***** TEXTAUSZUG

Dieser Griechenland-Artikel könnte auch noch in 4  Wochen aktuell sein. Der Grund: das griechische Wahlrecht.
Aus dem Archiv

Dieser Griechenland-Artikel könnte auch noch in 4 Wochen aktuell sein. Der Grund: das griechische Wahlrecht.

Wenn die Griechen wählen gehen, setzen sie einen komplizierten Prozess in Gang, der mit der Wahl eines Regierungschefs endet. Oder Neuwahlen auslöst. Und danach vielleicht nochmal Wahlen. Zwischendurch muss das Parlament um seine eigene Auflösung bitten. Eine Handreichung.

Profilbild von Rico Grimm
Politik- und Klimareporter

Griechenland, Griechenland. Man hört immer nur Griechenland. Warum ist diese Wahl am 25. Januar schon wieder wichtig?

Die Griechen wählen zum vierten Mal in fünf Jahren, das stimmt. Sie wählen zuerst ein Parlament. Dieses Parlament wählt dann einen neuen Ministerpräsidenten und einen neuen Präsidenten. Wie die Wahl ausgeht, ist nicht nur für das Land entscheidend, sondern auch für den Rest Europas. In den Umfragen liegt die linke Partei Syriza vorne, die bisher noch nie regiert hat und der europäischen Sparpolitik (von Deutschland favorisiert) eine Alternative entgegensetzen will. Schriftlich fixierte Wahlprogramme sind in Griechenland unüblich. Daher ist es schwierig, mit Sicherheit sagen zu können, was Syriza machen wird, wenn es die Wahl gewinnt. Reden von Partei-Chef Alexis Tsipras (Foto oben) legen aber nahe, dass er weniger sparen und mehr ausgeben will. Sollte Syriza gewinnen, wäre das ein starkes Symbol für die Gegner der derzeitigen Politik in ganz Europa.

Wer regiert denn im Moment?

Ministerpräsident ist Andonis Samaras von der konservativen Partei Nea Demokratia. Seine Regierung stützt sich auf eine Koalition mit der sozialdemokratischen Pasok-Partei. Diese Koalition entspräche in Deutschland einer Großen Koalition aus SPD und CDU. Wenn Syriza gewänne, übernähme mit ihr das griechische Gegenstück zur Linkspartei.

Welche Parteien treten denn noch an?

**********
***** DATENZEILEN

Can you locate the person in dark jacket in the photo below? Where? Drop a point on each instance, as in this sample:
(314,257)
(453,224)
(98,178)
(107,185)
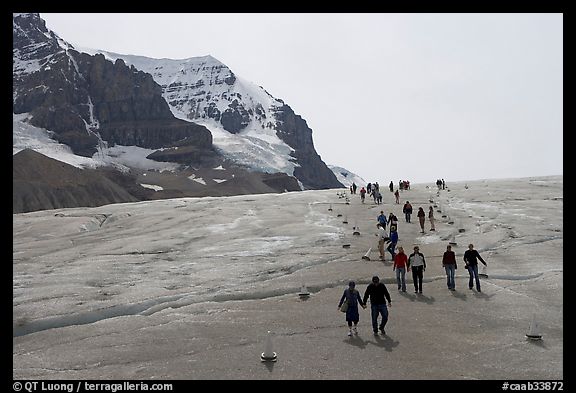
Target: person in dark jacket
(421,218)
(378,294)
(407,210)
(393,241)
(352,296)
(417,263)
(449,265)
(471,257)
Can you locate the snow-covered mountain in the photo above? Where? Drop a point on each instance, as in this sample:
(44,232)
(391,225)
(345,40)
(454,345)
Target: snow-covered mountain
(249,126)
(94,109)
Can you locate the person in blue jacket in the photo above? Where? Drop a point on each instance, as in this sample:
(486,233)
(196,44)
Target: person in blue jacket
(471,257)
(352,296)
(393,241)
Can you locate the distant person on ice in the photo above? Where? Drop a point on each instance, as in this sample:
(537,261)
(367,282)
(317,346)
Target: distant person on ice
(421,218)
(393,240)
(417,263)
(431,218)
(362,194)
(382,237)
(382,219)
(407,210)
(400,265)
(378,294)
(449,265)
(471,257)
(352,297)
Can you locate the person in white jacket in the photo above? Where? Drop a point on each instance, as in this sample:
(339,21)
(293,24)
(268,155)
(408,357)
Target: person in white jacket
(417,263)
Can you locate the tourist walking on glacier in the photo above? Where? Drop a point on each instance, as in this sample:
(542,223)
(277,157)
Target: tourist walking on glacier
(407,210)
(417,263)
(449,265)
(352,298)
(382,237)
(362,194)
(400,265)
(393,241)
(382,219)
(378,294)
(471,257)
(431,218)
(421,218)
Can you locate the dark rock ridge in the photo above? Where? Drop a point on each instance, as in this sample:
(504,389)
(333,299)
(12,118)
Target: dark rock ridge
(198,87)
(42,183)
(312,171)
(86,100)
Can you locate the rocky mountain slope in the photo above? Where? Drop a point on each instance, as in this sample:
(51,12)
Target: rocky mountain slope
(94,107)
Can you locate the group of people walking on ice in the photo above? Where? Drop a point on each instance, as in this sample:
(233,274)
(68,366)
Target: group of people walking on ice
(377,291)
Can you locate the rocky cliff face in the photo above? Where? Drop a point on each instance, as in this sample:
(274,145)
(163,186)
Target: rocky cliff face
(204,90)
(88,100)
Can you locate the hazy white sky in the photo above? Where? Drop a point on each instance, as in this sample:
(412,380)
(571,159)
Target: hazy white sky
(388,96)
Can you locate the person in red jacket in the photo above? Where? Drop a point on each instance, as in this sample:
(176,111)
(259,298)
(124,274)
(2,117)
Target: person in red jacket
(400,265)
(449,265)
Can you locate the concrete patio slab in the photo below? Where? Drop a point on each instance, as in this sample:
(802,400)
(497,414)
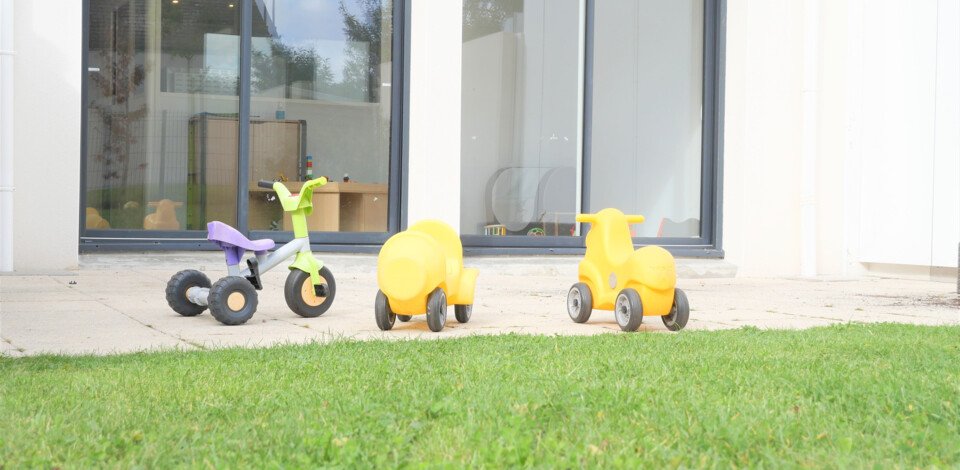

**********

AUFGABENTEILE>
a – Wer ist laut dem Artikel über die griechische Wahl derzeit Ministerpräsident?
b – Schreibe den Artikel über die griechische Wahl im Anschluss an seinen letzten Satz weiter.

ANTWORTEN>
a – Andonis Samaras von der konservativen Partei Nea Demokratia.

b –
Am wichtigsten unter den Kleinparteien ist To Potami. Merkt euch diesen Namen, denn diese Partei hat das Zeug zum Königsmacher – obwohl sie am Wahltag erst 320 Tage existieren wird**.** Oder besser: Genau deswegen. Die Partei wurde von einem bekannten TV-Investigativjournalisten gegründet und will Schluss machen mit dem alten Filz und Gebandel in der griechischen Regierung. To Potami heißt „im Fluss“. Die Partei versteht sich als Bürgerbewegung und kommt in Umfragen auf fünf bis sieben Prozent und damit sicher ins Parlament. Würde To Potami gemeinsam mit Syriza die Regierung übernehmen können, käme das einer demokratischen und friedlichen Revolution gleich, einem Bruch mit den historischen Kontinuitäten wie sie ein europäisches Land lange nicht mehr erlebt hat.

In Deutschland sehr bekannt, aber in Griechenland nicht so relevant, wie man annehmen könnte: die neonazistische Partei Goldene Morgendämmerung, die zum Beispiel nur „reinrassigen“ Griechen die Wahl erlauben will. Nach Umfragen sind ihr sechs bis sieben Prozent sicher. Damit zöge sie ins Parlament ein. An ihrer generellen politischen Isolation im Land ändert das aber nichts.

Wer darf, nein, muss wählen?

Wählen muss jeder Grieche, der älter als 18 Jahre alt ist. Wahlpflicht besteht, wird aber nicht durchgesetzt. Ergebnis: Nichtwählerquoten von 30 bis 40 Prozent bei den letzten Wahlgängen.

Aha. Und wieso könnte dieser Artikel auch noch in vier Wochen aktuell sein?

Wenn in der Tagesschau ungefähr solche Sätze fallen: „Auch im zweiten Anlauf ist es nicht gelungen, einen neuen griechischen Präsidenten zu wählen.“ Dann ist es der 12. Februar, ihr macht diesen Artikel mit dem Zeitplan auf und wisst: Ein Wahlgang kann noch folgen.

Mehr von Krautreporter

Nun denn…der Zeitplan.

Ich schreibe jeweils, was an welchem Tag qua Wahlrecht geschehen muss und welche Szenarien sich daraus ergeben würden. Diese Tabelle mit den Umfragen dient mir dabei als Bezugspunkt.

Übersicht über die jüngsten Umfrageergebnisse in Griechenland

Übersicht über die jüngsten Umfrageergebnisse in Griechenland Daten: Wikipedia Deutschland

Wie die Wahl in Griechenland ablaufen wird

25.Januar – Wahltag. Jeder Grieche gibt nur eine Stimme ab. 300 Sitze im Parlament sind zu besetzen. Davon fallen 50 automatisch der Partei mit den meisten Stimmen zu. Die restlichen Sitze werden proportional zum Ergebnis verteilt. Eine Partei muss mindestens drei Prozent aller Stimmen haben, um ins Parlament einzuziehen.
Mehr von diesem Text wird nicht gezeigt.